Instruction 1
Repeat word for word the part of the transcript on originalism and the Supreme Court that begins at "Like not even" and stops after "(upbeat music)".
Instruction 2
Write what comes next in the transcript on originalism and the Supreme Court, picking up after its final sentence.

----- Excerpt -----

I think the end game is
to keep power concentrated
within the hands of a few.
And to subject their own
vision of what the country
should be like
over everyone else.
And this vision is typically
like a minoritarian vision
that prioritizes a handful
of the white, the wealthy,
the particular
brand of Christian.
Like not even
Christianity writ large,
but people who believe and
look and act in the same way
as they do should
have complete say
over the direction
of the country.
- So we either find a
way to reform the court
or we live in the world that
Leonard Leo and his allies
wish to create.
(upbeat music)
- Originalism is
an idea developed
by the conservative
legal movement that says
the meaning of the
constitution is fixed in time.
There is a single solitary
objective discoverable meaning,
Originalists will tell you
and whatever the constitution
meant 200 years ago,
it means that today as well.
So whatever the purported
original public meaning was
remains authoritative today.
So basically from
the very start,
originalism serves to dress up
your standard
reactionary politics,
but give it that veneer
of professional legalism.
- Jefferson always believed
that each generation
ought to write his
unconstitutional
because to live
under a constitution
written by essentially
long dead white men.
Our current situation, is
another form of tyranny.

----- Provided data -----

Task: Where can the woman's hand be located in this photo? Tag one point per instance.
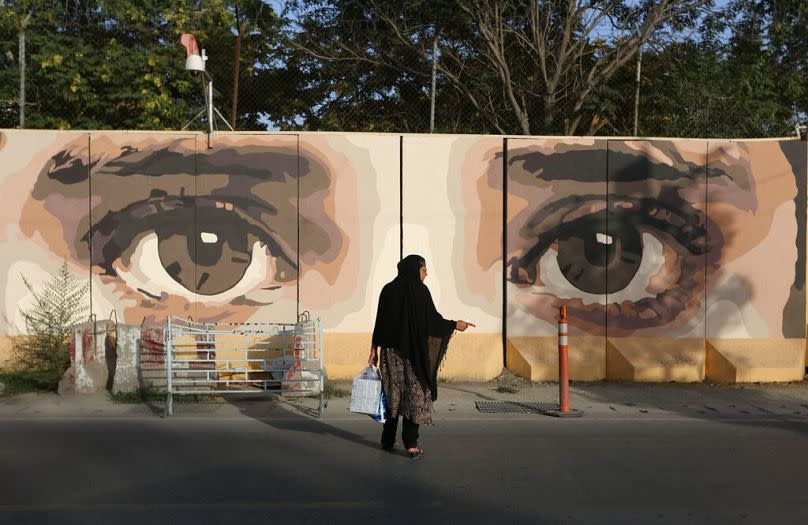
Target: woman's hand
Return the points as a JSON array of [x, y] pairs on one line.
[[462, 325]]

-----
----- Provided data -----

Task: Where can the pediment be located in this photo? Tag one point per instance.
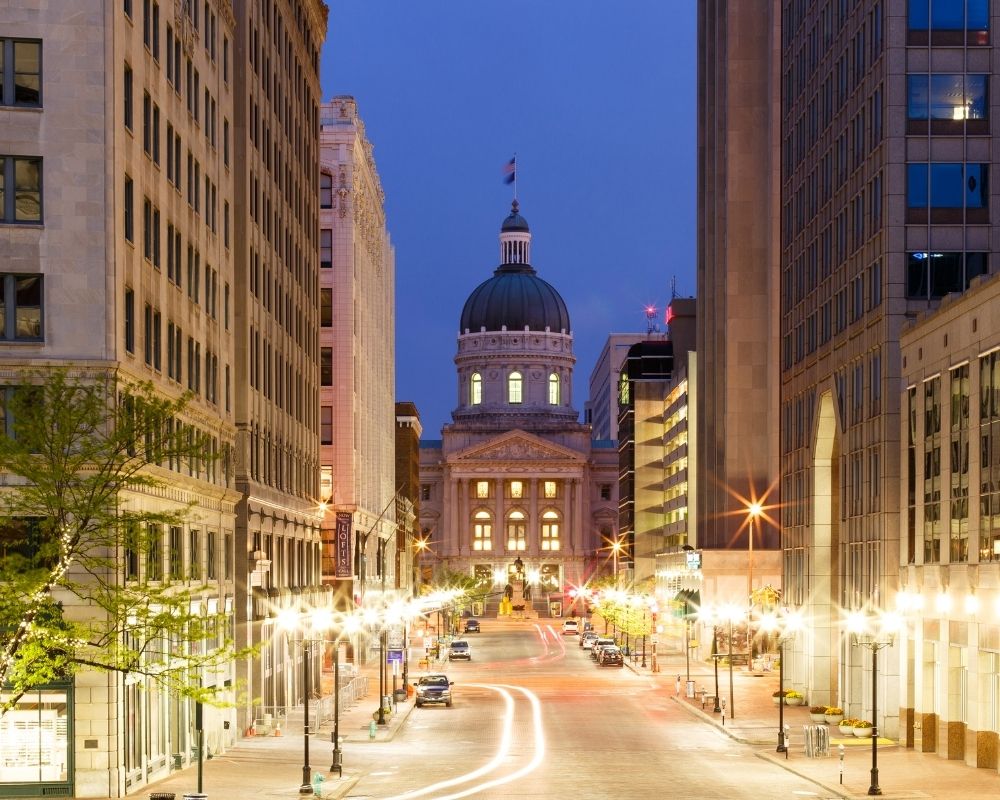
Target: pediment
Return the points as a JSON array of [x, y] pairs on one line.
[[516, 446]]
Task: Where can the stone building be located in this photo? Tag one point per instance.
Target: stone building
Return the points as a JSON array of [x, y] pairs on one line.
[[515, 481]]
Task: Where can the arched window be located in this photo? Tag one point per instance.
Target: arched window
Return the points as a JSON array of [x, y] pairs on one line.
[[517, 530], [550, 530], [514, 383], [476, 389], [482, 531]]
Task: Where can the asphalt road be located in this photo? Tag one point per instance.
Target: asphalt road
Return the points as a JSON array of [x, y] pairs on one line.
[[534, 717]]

-----
----- Provided data -----

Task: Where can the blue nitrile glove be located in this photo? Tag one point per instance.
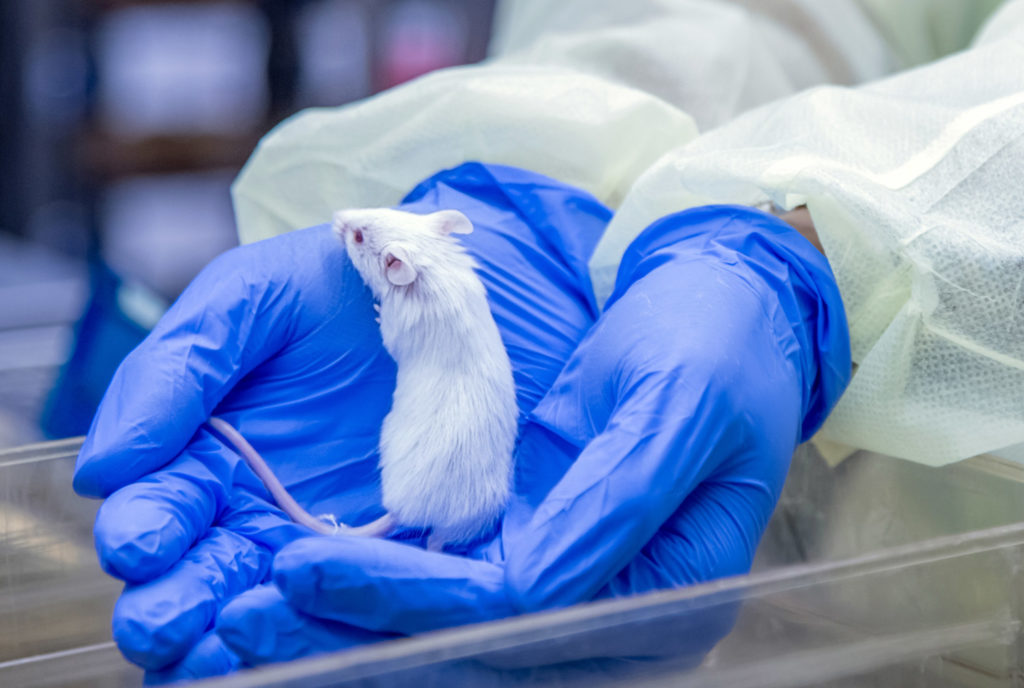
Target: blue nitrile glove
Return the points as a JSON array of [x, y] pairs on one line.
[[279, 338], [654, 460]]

-----

Task answer 1
Like not even
Christianity writ large,
but people who believe and
look and act in the same way
as they do should
have complete say
over the direction
of the country.
- So we either find a
way to reform the court
or we live in the world that
Leonard Leo and his allies
wish to create.
(upbeat music)

Task answer 2
They reflected a
particular way of life,
a particular view of democracy,
a particular view
of republicanism,
and we're living
under that system.
And Jefferson was like,
that's just tyranny.
There's no difference
between that
and living under a colonial
power across the Atlantic.
So he wanted each generation
to write his own constitution.
- Now yeah, originalism
is like dream logic
in that it makes sense for a
moment while you're sleeping,
but once you wake up you can
recognize it as nonsense.
Originalism makes sense for
basically all of a minute
if you're thinking about
it, you can maybe say
for a hot second, it is
kind of farcical to say
that there is a single
meaning of a document
that was the product of
compromises hammered out
by dozens of people to
put together a document
that would function
as a framework
to govern the country over time.
Originalism absolutely will
keep making things worse.
I think we are
regularly seeing threats
for further rollbacks
of our rights
because originalism instructs
the courts to turn back time.
- What I love about
thinking about Jefferson
is he was right, you know,
at the end of the day
we would be in a...
I dare say we'd be
in a better place
if periodically throughout
American history
we had rewritten the
Constitution and that was part
of our political culture is
to rewrite the constitution.
- Originalism is essentially
make America great again
with a law degree
because by definition
they too are saying we
need to turn back time,
we need to reset things
to the way they were
when they were better,
better for who?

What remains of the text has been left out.